[Collected data entries]
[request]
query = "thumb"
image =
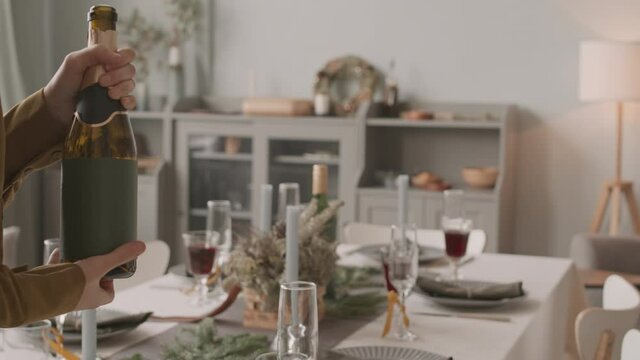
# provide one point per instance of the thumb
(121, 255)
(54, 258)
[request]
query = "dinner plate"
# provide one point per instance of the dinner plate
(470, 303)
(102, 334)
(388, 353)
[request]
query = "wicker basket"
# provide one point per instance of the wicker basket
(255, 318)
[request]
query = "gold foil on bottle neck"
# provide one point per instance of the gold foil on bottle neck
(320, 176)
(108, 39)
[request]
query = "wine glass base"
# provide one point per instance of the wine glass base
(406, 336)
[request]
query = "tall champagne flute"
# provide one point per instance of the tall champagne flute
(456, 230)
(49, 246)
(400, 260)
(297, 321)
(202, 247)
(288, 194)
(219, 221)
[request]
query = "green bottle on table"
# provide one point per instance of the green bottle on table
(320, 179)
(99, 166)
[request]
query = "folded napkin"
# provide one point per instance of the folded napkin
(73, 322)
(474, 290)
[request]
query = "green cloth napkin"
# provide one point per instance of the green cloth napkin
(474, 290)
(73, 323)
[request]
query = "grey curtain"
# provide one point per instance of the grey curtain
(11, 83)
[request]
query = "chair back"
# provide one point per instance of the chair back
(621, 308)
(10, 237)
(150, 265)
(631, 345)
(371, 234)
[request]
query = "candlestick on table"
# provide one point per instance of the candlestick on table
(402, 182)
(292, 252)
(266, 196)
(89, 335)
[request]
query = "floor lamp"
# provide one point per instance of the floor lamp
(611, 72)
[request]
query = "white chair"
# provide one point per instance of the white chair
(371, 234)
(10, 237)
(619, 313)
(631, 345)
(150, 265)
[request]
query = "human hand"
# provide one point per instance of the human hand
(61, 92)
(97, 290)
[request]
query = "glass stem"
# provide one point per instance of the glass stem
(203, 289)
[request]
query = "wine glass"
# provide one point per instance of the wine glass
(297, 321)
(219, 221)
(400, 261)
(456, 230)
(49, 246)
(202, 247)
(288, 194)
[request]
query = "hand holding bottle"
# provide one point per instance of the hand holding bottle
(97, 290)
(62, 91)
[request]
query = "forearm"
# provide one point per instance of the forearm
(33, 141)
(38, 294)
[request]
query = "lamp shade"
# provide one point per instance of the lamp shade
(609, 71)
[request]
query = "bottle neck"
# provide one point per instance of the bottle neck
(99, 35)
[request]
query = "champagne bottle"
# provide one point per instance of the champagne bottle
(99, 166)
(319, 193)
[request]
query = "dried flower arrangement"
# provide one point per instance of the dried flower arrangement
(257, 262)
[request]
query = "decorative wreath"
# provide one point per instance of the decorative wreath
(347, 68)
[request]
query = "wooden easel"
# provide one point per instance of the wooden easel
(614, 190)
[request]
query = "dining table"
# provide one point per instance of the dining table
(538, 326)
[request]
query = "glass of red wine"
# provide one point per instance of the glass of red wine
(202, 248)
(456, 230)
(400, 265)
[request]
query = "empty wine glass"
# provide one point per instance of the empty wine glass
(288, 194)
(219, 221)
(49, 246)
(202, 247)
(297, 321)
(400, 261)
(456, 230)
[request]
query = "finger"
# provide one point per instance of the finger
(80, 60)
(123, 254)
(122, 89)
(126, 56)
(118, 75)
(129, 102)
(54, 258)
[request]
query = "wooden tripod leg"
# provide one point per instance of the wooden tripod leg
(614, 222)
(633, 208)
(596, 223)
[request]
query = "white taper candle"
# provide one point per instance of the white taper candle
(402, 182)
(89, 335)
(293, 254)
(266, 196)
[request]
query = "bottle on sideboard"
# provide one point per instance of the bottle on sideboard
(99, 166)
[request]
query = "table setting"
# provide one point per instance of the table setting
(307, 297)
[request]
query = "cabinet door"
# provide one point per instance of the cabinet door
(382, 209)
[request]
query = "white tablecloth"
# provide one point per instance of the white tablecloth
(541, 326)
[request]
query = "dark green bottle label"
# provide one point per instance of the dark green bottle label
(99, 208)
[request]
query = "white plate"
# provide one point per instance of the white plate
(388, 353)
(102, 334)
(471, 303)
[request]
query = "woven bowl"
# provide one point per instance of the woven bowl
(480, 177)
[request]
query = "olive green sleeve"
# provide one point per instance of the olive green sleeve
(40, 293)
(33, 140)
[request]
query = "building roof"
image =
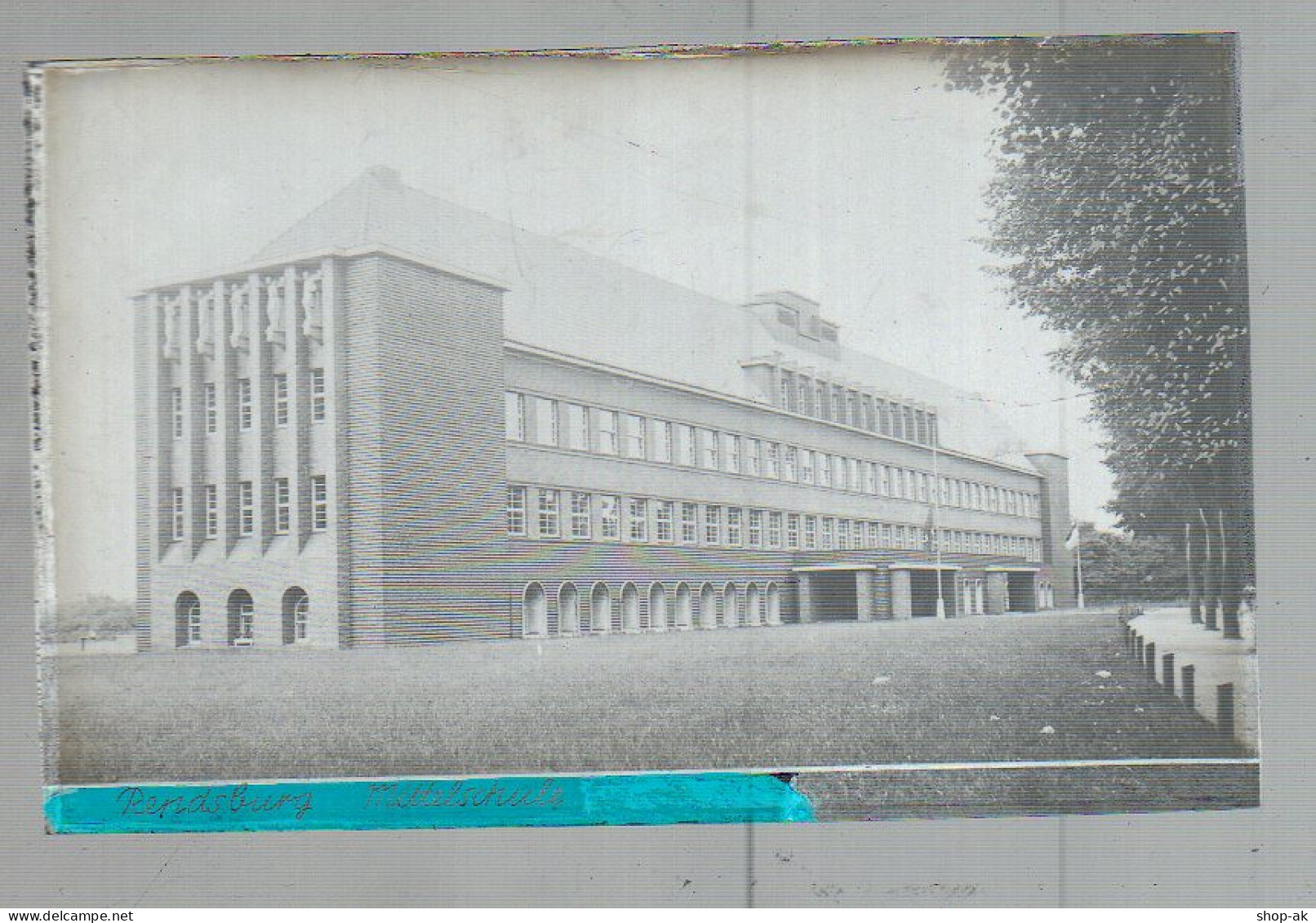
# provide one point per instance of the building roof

* Work to be completed:
All the records need to be repeated exactly, with the images dropped.

* Expected answer:
[request]
query = "thumb"
image =
# provide one point per instance of the thumb
(121, 255)
(54, 258)
[request]
query = "dinner plate"
# provide one point per instance of the dinner plate
(470, 303)
(102, 334)
(388, 353)
[request]
query = "wicker basket"
# provide one point per instance of the wicker basket
(255, 318)
[request]
query = "gold foil on bottle neck"
# provide one point per instance of the gold foil on bottle neck
(320, 176)
(108, 39)
[request]
query = "wine glass base"
# provide one point per instance of the wine glass base
(406, 336)
[request]
query = "tall champagne flute"
# provide one point per instance of the tall champagne flute
(456, 230)
(49, 246)
(400, 260)
(297, 321)
(202, 247)
(288, 194)
(219, 221)
[request]
query = "green bottle on table"
# provide one point per instance of the green bottle on table
(320, 179)
(99, 166)
[request]
query = "folded napkin"
# provide one point per instance of the folded napkin
(73, 322)
(474, 290)
[request]
query = "green cloth napkin"
# provide one point per instance of the green cloth napkin
(474, 290)
(73, 323)
[request]
query = "grey curtain"
# provide one point per instance of the grey curtain
(11, 83)
[request]
query = "chair back"
# provide one point per instance of the chair back
(621, 308)
(10, 237)
(150, 265)
(631, 345)
(371, 234)
[request]
query = "candlestick on table"
# provide one point per instance of the candlestick on table
(402, 182)
(292, 252)
(266, 196)
(89, 335)
[request]
query = "floor lamp"
# provide one point per instance of the floor lamp
(611, 72)
[request]
query = "white chair"
# provide one point per instance of the white chair
(371, 234)
(10, 237)
(619, 313)
(631, 345)
(150, 265)
[request]
query = "human hand"
# provide one point per instance of the human hand
(61, 92)
(97, 290)
[request]
query = "glass stem"
# provide one point per instance of the glass stem
(203, 289)
[request]
query = "wine glass"
# provide one point per instance of the wine glass
(297, 321)
(219, 221)
(400, 261)
(456, 230)
(49, 246)
(202, 247)
(288, 194)
[request]
query = "hand holding bottle"
# provide one point per instance of the hand holding bottle
(97, 290)
(62, 91)
[request]
query = "forearm"
# provide one point per instance of the forearm
(33, 141)
(38, 294)
[request]
query = "lamp shade"
# provide one point per instance of the lamp shade
(609, 71)
[request]
query = "bottle neck"
# provide one point per instance of the bottle neck
(99, 35)
[request]
query = "champagne bottle"
# provide one point per instance of the champagne bottle
(99, 166)
(319, 193)
[request]
query = "dried flower arrangement"
# provide one point per instance of the dried flower arrangement
(257, 262)
[request]
query = "decorative wreath"
# provide one point per instance of the decorative wreath
(347, 68)
[request]
query = "wooden easel"
# provide one point per instance of the wooden easel
(614, 190)
[request]
query = "dining table"
# provide one point per instance of the dining table
(538, 326)
[request]
query = "glass of red wine"
# provide one point per instance of the glass of red wine
(202, 248)
(456, 230)
(400, 265)
[request]
query = "empty wine glass"
# provide one point per instance of the empty wine glass
(288, 194)
(219, 221)
(49, 246)
(202, 247)
(297, 321)
(400, 261)
(456, 230)
[request]
query = "finger"
# provide one point per instance of the finger
(80, 60)
(123, 254)
(122, 89)
(126, 56)
(118, 75)
(129, 102)
(54, 258)
[request]
query = "wooden tripod leg"
# provide one point per instance of the wooden tripod leg
(614, 222)
(633, 208)
(596, 223)
[request]
query = "white taper candle"
# provide one point per instance of the white taper candle
(402, 182)
(89, 335)
(293, 254)
(266, 196)
[request]
query = "bottle on sideboard"
# provide one point per instance of the bottle on sideboard
(99, 166)
[request]
query = "table setting"
# provide one point per instance of the table setting
(307, 297)
[request]
query = "cabinet door"
# provide one point per instance of the cabinet door
(382, 209)
[request]
query = "white tablecloth"
# provide one point per instance of the white tablecloth
(541, 326)
[request]
query = "dark green bottle label"
# provide one point per instance of the dark green bottle label
(99, 208)
[request]
query = "white plate"
# provide one point per instance of the white plate
(388, 353)
(102, 334)
(471, 303)
[request]
query = "woven bowl"
# provide one point per instance of the woven bowl
(480, 177)
[request]
query = "olive green sleeve"
# provide one point per instance of the olive green sleeve
(40, 293)
(33, 140)
[request]
query = "building roof"
image =
# provide one point per instance of the building roof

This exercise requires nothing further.